HOW TO COMPLETE THIS TASK: Print only the lines below from the one with "Please identify the man in" to the one with "Please identify the sliced", both included, exactly as they stand. Leave pictures out.
** TASK INPUT follows **
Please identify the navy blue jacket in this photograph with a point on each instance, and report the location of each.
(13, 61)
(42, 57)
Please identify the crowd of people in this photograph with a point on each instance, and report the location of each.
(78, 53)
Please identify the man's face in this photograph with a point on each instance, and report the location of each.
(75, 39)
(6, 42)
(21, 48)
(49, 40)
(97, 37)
** End of TASK INPUT **
** TASK INPUT follows **
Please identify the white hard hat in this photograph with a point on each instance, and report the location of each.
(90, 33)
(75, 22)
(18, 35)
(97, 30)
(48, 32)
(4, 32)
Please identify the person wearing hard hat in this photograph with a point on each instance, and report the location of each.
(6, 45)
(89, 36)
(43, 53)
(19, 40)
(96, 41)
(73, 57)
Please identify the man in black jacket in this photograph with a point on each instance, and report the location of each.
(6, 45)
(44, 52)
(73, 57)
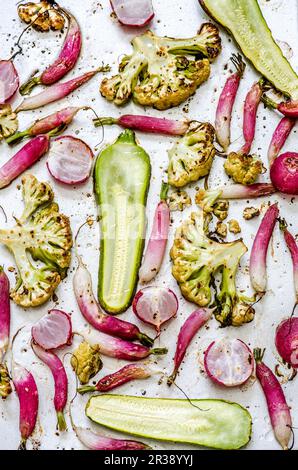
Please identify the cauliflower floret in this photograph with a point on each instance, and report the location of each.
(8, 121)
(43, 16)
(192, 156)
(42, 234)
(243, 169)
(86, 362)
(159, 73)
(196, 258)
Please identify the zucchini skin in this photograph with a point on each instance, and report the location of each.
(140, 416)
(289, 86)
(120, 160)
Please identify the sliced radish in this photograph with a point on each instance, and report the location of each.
** End of TASK INPUT **
TASK RESPONSE:
Please identify the man in black jacket in this photograph with a point on each instance, and report the location of each.
(6, 45)
(44, 52)
(73, 57)
Please identify the cauliflower floret in this photograph with a point on each instance, and report the location of each.
(8, 121)
(43, 16)
(192, 156)
(42, 234)
(243, 169)
(86, 362)
(159, 73)
(196, 258)
Please identify the zucchini skin in this photograph with a point on each instance, and report the location of each.
(140, 416)
(289, 86)
(120, 160)
Please identify the sliced radish in this photograph with a point on each instance, and report the location of each.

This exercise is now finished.